*** Opening of Supplied information ***
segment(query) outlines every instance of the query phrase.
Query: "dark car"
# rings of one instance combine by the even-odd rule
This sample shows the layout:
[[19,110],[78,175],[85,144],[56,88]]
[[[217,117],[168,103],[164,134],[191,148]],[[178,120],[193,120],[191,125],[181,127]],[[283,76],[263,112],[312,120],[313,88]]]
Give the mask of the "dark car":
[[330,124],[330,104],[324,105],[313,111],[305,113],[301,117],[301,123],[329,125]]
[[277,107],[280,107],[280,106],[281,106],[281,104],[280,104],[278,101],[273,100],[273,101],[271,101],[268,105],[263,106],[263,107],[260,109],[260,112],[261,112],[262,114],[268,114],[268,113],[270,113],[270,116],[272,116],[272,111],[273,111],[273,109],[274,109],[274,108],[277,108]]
*** Close of Supplied information ***
#### What is required
Would you transcribe the entries above exactly as they appear?

#### Answer to the problem
segment(query) outlines every instance of the query phrase.
Query: "dark car"
# rings of one instance combine by the even-odd rule
This sample shows the layout:
[[19,110],[78,175],[85,144],[56,88]]
[[[217,117],[168,103],[164,134],[191,148]],[[178,120],[193,120],[191,125],[181,127]],[[283,76],[263,112],[312,120],[313,88]]]
Give the mask of the "dark car":
[[330,124],[330,104],[324,105],[313,111],[305,113],[301,117],[301,123],[329,125]]
[[277,107],[280,107],[280,106],[281,106],[281,104],[280,104],[278,101],[273,100],[273,101],[271,101],[268,105],[263,106],[263,107],[260,109],[260,112],[261,112],[262,114],[268,114],[268,113],[270,113],[270,116],[272,116],[272,111],[273,111],[273,109],[274,109],[274,108],[277,108]]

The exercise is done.